━━━ The data

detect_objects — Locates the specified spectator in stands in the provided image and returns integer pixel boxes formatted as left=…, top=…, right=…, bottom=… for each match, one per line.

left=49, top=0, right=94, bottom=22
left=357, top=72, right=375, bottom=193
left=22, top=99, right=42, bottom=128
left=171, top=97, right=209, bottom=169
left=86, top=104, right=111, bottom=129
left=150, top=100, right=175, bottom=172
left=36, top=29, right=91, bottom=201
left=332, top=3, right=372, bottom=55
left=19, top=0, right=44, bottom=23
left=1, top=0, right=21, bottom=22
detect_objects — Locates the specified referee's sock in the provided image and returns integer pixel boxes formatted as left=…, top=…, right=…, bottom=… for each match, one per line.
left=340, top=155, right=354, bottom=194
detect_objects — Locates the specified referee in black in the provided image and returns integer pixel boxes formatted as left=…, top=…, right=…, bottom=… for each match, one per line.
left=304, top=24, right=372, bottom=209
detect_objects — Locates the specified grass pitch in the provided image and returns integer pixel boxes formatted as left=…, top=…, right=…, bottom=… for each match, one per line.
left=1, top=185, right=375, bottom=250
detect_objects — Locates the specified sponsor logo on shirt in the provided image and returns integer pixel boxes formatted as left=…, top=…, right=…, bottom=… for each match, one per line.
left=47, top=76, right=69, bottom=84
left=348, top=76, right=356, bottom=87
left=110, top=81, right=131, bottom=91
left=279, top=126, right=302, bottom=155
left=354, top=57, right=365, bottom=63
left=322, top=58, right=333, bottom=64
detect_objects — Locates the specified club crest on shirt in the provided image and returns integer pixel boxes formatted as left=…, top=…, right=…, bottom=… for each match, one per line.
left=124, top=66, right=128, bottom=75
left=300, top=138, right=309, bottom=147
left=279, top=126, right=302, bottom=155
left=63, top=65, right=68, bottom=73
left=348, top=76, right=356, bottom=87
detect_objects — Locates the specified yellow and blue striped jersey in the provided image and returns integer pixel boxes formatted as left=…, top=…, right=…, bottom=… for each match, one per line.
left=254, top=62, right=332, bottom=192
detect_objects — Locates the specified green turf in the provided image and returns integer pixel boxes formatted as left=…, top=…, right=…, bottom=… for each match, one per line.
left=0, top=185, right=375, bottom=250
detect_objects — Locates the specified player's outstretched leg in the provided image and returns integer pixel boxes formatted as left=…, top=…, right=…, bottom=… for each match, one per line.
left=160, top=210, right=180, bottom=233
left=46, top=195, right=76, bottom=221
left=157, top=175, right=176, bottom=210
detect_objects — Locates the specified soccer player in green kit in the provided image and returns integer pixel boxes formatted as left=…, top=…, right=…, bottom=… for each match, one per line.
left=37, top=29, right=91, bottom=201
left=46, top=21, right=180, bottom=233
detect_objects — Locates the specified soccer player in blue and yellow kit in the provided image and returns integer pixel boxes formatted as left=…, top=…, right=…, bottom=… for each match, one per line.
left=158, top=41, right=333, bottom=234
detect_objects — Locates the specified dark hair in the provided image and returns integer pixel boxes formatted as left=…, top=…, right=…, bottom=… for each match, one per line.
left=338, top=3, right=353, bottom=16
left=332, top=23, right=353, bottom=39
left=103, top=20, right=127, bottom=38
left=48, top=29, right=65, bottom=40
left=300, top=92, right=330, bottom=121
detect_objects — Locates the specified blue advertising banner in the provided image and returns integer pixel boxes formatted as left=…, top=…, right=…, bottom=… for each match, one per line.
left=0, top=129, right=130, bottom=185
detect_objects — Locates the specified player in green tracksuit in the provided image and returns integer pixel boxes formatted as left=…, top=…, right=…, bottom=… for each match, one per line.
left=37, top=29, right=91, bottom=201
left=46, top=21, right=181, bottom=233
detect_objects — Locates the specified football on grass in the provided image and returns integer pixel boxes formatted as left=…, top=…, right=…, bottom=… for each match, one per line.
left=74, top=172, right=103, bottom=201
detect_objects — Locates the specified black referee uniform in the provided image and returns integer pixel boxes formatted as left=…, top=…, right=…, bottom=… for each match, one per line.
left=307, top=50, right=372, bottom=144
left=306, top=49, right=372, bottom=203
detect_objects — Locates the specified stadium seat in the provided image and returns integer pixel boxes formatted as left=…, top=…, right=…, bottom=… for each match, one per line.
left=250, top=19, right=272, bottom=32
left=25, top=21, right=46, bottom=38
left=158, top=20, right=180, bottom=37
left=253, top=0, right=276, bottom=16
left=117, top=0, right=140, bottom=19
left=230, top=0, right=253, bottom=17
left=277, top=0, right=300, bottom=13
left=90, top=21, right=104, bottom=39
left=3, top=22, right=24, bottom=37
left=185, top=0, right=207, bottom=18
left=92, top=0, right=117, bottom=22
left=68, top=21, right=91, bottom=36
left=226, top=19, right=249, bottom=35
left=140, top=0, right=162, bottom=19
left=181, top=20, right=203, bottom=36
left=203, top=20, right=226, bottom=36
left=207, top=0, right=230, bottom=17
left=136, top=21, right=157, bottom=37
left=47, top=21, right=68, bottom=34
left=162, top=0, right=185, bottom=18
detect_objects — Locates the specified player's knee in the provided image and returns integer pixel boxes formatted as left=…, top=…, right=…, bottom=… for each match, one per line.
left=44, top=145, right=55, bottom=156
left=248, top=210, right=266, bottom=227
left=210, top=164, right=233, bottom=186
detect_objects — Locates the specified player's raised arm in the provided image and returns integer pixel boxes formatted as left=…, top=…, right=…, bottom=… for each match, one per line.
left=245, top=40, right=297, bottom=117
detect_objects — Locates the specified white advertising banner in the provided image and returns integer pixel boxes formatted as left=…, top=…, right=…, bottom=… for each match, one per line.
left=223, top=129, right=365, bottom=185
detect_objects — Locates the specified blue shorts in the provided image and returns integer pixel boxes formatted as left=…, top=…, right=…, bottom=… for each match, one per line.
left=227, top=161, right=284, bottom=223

━━━━━━

Task prompt ▸
Every record, from top to bottom, must be transcribed exactly.

Answer ▸
detect_objects — Locates the specified spectator in stands in the provided image and returns integer pixel boxes formatted as left=…, top=…, right=…, bottom=… for each match, one per line.

left=49, top=0, right=94, bottom=22
left=357, top=72, right=375, bottom=193
left=22, top=99, right=42, bottom=128
left=171, top=97, right=209, bottom=169
left=86, top=104, right=111, bottom=129
left=150, top=100, right=175, bottom=172
left=36, top=29, right=91, bottom=201
left=332, top=3, right=372, bottom=55
left=19, top=0, right=44, bottom=23
left=1, top=0, right=21, bottom=22
detect_objects — Locates the specified referee's sock in the provided image and returns integer pixel boxes formatted as left=…, top=…, right=…, bottom=… for each match, one per line.
left=340, top=155, right=354, bottom=194
detect_objects — Locates the specified referee in black in the provided image and returns integer pixel boxes formatted as left=…, top=…, right=…, bottom=… for each match, one per line.
left=304, top=24, right=372, bottom=209
detect_objects — Locates the specified grass pitch in the provided image and returns integer pixel boxes formatted as left=…, top=…, right=…, bottom=… for each match, one per line.
left=1, top=185, right=375, bottom=250
detect_objects — Locates the specified sponsor logo on shirt in the provided image and returns integer pixel boxes formatted as left=…, top=…, right=…, bottom=… for each match, one per line.
left=47, top=76, right=69, bottom=84
left=348, top=76, right=356, bottom=87
left=110, top=81, right=131, bottom=91
left=279, top=126, right=302, bottom=155
left=354, top=57, right=365, bottom=63
left=322, top=58, right=333, bottom=64
detect_objects — Locates the specified club crest on shirt in the provided image and returns integer pixel boxes formatted as left=…, top=…, right=…, bottom=… for each match, one per line.
left=124, top=66, right=128, bottom=75
left=300, top=138, right=309, bottom=147
left=279, top=126, right=302, bottom=155
left=63, top=65, right=68, bottom=73
left=348, top=76, right=356, bottom=87
detect_objects — Locates the specified yellow and blue striped jersey in the provided image and returns integer pixel boxes formatted as left=…, top=…, right=…, bottom=… for each match, one per line.
left=254, top=62, right=332, bottom=192
detect_objects — Locates the specified green turf in the provided image and returns integer pixel boxes formatted as left=…, top=…, right=…, bottom=… for each match, one per line.
left=0, top=185, right=375, bottom=250
detect_objects — Locates the specified player's outstretched leg in the provided image and returns integer pixel boxes formatted as left=…, top=…, right=…, bottom=… for each match, one per line.
left=160, top=210, right=180, bottom=233
left=46, top=195, right=76, bottom=221
left=157, top=175, right=176, bottom=210
detect_objects — Locates the specified soccer player in green kit in the provided image and returns integer pixel boxes formatted as left=…, top=…, right=…, bottom=… for each match, one per line.
left=37, top=29, right=91, bottom=201
left=46, top=21, right=180, bottom=233
detect_objects — Locates the specified soccer player in blue and yellow kit in the provided image and returns integer pixel boxes formatted as left=…, top=…, right=…, bottom=… for each match, one per line.
left=158, top=41, right=333, bottom=234
detect_objects — Locates the specified dark hair in the provided image and returns integer pixel boxes formatted as left=…, top=…, right=…, bottom=… for each match, one per line.
left=338, top=3, right=353, bottom=16
left=332, top=23, right=353, bottom=39
left=103, top=20, right=127, bottom=38
left=48, top=29, right=65, bottom=40
left=300, top=92, right=330, bottom=121
detect_objects — Locates the specified blue advertising banner in the provided image and returns integer pixel boxes formatted as left=…, top=…, right=…, bottom=… for each match, one per line.
left=0, top=129, right=130, bottom=185
detect_objects — Locates the specified player in green tracksuit in the provided image and returns integer pixel boxes formatted as left=…, top=…, right=…, bottom=… for each match, one per line.
left=37, top=29, right=91, bottom=201
left=46, top=21, right=181, bottom=233
detect_objects — Locates the specified football on grass in the provided image and returns integer pixel boxes formatted as left=…, top=…, right=…, bottom=… for each match, one per line.
left=74, top=172, right=103, bottom=201
detect_objects — Locates the specified black referee uniform in the provided image and returns integer pixel boxes formatted as left=…, top=…, right=…, bottom=… for each match, one per line.
left=307, top=50, right=372, bottom=144
left=306, top=49, right=372, bottom=203
detect_objects — Locates the specified stadium seat in the provided image and returns integer pixel boxes formatted as left=…, top=…, right=…, bottom=… for each match, one per line.
left=250, top=19, right=272, bottom=32
left=25, top=21, right=46, bottom=38
left=158, top=20, right=180, bottom=37
left=253, top=0, right=276, bottom=16
left=117, top=0, right=140, bottom=19
left=230, top=0, right=253, bottom=17
left=277, top=0, right=300, bottom=13
left=90, top=21, right=104, bottom=39
left=3, top=22, right=24, bottom=37
left=185, top=0, right=207, bottom=18
left=92, top=0, right=117, bottom=22
left=68, top=21, right=91, bottom=36
left=226, top=19, right=249, bottom=35
left=140, top=0, right=162, bottom=19
left=181, top=20, right=203, bottom=36
left=203, top=20, right=226, bottom=36
left=207, top=0, right=230, bottom=17
left=136, top=21, right=157, bottom=37
left=47, top=21, right=68, bottom=34
left=162, top=0, right=185, bottom=18
detect_objects — Locates the specified player's knee in the provided image and returns integer pixel boxes formatted as left=…, top=…, right=…, bottom=… for each match, one per line.
left=44, top=145, right=55, bottom=156
left=248, top=210, right=266, bottom=227
left=210, top=164, right=233, bottom=186
detect_objects — Locates the specified player's raised arm in the provided image and returns integer pixel boxes formatted as left=…, top=…, right=…, bottom=… for each match, one per line.
left=245, top=40, right=297, bottom=117
detect_objects — Locates the specified white advertising banner in the provided image and returns integer pixel boxes formatted as left=…, top=…, right=…, bottom=… for each match, one per line.
left=223, top=129, right=365, bottom=185
detect_objects — Locates the specified blue shorts in the provided image and returns integer pixel boxes formatted as left=…, top=…, right=…, bottom=… for each match, one per line.
left=227, top=161, right=284, bottom=223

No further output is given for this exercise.